-- The request --
Repeat word for word all the lines below, from the line containing "Practice. Annotate every instance of the tire" down to the line containing "x=291 y=282", including both of those lines.

(Rows from a dataset)
──────────────────────────────
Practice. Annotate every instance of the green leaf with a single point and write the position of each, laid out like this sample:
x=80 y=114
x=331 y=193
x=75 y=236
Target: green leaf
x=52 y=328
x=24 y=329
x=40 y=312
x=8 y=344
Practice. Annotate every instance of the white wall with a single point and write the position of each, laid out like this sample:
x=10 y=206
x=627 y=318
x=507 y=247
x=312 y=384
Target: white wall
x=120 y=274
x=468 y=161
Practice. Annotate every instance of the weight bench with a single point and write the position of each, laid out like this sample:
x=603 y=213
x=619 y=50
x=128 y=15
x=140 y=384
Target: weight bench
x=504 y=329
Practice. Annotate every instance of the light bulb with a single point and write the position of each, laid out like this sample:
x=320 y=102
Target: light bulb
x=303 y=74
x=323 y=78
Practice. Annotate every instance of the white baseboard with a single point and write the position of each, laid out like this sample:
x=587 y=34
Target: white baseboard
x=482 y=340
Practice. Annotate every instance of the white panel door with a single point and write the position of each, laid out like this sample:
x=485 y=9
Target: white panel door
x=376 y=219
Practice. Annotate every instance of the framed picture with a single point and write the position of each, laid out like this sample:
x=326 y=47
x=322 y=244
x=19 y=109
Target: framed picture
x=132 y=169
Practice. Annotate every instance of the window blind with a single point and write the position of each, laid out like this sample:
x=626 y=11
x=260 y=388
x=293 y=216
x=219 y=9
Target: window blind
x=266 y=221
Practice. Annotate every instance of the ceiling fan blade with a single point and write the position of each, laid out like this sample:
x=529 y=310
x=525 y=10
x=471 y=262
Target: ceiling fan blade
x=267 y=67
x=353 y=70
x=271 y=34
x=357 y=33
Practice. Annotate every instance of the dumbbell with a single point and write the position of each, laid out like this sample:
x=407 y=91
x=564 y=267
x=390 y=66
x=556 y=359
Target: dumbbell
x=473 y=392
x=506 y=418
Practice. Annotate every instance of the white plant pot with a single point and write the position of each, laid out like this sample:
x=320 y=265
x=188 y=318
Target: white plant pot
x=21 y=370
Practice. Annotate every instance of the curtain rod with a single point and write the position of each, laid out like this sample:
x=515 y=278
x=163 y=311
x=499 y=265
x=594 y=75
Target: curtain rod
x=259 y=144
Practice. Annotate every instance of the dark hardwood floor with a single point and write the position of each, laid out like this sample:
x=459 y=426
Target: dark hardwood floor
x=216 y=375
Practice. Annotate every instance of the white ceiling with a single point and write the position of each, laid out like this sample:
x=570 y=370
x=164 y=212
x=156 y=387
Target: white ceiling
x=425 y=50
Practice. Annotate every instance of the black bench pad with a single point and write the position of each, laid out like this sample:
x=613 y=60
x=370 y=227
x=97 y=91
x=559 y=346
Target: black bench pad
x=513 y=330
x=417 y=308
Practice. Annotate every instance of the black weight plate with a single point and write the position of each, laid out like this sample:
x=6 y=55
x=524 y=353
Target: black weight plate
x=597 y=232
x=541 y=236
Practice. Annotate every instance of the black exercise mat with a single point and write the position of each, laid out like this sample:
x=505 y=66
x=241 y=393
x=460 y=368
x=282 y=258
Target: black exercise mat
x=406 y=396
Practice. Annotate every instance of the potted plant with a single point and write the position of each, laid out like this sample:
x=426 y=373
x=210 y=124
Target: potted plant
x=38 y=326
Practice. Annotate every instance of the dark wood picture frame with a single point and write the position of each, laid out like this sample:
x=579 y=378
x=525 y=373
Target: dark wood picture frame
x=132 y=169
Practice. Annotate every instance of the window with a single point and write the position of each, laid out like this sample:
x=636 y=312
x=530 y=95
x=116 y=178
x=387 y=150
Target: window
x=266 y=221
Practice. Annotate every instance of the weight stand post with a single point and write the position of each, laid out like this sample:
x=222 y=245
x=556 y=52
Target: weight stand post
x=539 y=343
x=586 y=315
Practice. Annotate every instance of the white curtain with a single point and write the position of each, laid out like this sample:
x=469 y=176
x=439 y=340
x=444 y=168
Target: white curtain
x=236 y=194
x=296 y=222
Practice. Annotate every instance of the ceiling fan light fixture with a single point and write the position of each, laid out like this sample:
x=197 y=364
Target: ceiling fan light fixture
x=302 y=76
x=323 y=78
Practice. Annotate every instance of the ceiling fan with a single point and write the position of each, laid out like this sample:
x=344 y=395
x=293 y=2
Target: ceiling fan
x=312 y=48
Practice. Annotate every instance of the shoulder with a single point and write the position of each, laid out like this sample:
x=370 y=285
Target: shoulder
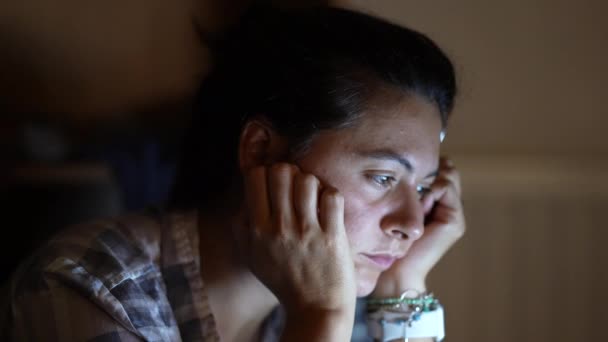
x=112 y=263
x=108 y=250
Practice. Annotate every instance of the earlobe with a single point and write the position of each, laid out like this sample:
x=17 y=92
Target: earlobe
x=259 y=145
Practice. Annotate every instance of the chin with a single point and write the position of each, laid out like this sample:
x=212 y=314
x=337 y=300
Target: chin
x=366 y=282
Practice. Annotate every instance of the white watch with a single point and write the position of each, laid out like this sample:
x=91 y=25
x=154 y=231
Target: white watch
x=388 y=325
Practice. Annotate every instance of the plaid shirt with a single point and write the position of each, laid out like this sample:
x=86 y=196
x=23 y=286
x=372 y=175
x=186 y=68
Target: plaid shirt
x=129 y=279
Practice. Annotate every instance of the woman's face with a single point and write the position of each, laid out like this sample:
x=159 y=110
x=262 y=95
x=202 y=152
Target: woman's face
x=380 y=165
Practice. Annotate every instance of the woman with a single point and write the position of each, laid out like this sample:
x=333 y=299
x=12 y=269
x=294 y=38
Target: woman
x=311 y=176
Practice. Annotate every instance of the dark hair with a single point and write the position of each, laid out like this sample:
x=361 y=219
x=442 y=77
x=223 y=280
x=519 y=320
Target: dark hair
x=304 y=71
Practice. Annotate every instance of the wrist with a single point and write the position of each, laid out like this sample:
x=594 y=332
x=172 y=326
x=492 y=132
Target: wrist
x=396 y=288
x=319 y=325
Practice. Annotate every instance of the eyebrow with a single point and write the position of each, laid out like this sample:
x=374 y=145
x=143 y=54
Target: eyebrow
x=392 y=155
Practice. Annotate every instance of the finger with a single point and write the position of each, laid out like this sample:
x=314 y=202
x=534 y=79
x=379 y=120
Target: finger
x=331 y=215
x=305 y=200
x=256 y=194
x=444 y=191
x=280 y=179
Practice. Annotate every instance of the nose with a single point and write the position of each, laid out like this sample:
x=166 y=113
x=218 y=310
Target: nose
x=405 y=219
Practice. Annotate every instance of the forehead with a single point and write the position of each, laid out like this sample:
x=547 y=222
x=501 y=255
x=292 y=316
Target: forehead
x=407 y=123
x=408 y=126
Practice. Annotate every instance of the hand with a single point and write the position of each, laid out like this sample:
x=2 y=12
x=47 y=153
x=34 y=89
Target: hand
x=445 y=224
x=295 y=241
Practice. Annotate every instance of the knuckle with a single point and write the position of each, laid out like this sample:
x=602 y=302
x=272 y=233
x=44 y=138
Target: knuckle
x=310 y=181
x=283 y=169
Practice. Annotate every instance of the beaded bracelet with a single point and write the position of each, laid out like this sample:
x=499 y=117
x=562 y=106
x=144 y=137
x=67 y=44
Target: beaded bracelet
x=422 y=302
──────────────────────────────
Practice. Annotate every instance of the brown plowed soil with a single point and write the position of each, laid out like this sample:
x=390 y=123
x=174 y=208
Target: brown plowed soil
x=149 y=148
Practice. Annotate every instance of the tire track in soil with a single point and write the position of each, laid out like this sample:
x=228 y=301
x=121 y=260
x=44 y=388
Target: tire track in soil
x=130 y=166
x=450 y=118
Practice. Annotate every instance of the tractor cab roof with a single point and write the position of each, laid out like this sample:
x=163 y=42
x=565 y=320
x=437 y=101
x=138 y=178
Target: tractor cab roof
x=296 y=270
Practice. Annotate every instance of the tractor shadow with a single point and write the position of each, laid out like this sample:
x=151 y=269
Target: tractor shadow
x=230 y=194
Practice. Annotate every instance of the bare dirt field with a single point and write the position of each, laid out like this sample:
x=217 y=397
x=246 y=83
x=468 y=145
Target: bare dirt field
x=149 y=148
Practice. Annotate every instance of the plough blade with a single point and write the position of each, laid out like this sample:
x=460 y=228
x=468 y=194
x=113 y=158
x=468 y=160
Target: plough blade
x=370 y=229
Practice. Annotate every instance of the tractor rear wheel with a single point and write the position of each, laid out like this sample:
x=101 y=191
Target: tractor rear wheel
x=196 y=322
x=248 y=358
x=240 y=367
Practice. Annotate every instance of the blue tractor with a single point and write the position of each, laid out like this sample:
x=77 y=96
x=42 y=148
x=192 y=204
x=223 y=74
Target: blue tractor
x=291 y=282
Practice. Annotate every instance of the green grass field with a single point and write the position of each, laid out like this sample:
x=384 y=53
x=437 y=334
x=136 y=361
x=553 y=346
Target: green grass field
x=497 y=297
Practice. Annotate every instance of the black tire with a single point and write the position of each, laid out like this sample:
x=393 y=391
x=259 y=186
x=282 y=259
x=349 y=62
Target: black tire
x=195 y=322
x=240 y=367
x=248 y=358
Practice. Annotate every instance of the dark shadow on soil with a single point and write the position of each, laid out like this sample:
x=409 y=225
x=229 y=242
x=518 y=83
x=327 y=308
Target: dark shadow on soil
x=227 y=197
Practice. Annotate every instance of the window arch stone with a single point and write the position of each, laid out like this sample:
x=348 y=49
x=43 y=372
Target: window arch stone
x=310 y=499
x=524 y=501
──────────────────────────────
-- Output of the task --
Practice. Annotate every instance of the tire track in soil with a single point and write the position of each, laid out like this sample:
x=228 y=301
x=121 y=260
x=44 y=388
Target: tire track in soil
x=130 y=166
x=450 y=118
Practice. Annotate every instance of the tractor cab roof with a single point and write the position of each, laid out like this sample:
x=163 y=42
x=565 y=320
x=437 y=101
x=138 y=178
Target: tractor cab roof
x=296 y=270
Practice. Annotate every instance of the tractor shadow with a single point and write the position of each, laid out like this sample:
x=151 y=269
Target: tractor shadow
x=230 y=194
Practice. Annotate every instance of the bare dirt field with a single point and write the position of each, laid out like this sample:
x=217 y=397
x=246 y=83
x=468 y=145
Target: bare dirt field
x=149 y=148
Practice. Annotate every instance of the plough blade with a single point and write the position of each, laid out like this sample:
x=460 y=228
x=468 y=194
x=113 y=158
x=468 y=160
Target: plough blade
x=370 y=229
Practice. Annotate every instance of the tractor rear wheel with a single point and write the position of each, laid out like this sample:
x=101 y=191
Target: tractor rear wheel
x=196 y=322
x=248 y=358
x=240 y=367
Practice. Annotate every instance of the blue tractor with a single point and write the position of each, laid out like this sample:
x=77 y=96
x=42 y=148
x=192 y=204
x=223 y=74
Target: blue tractor
x=291 y=282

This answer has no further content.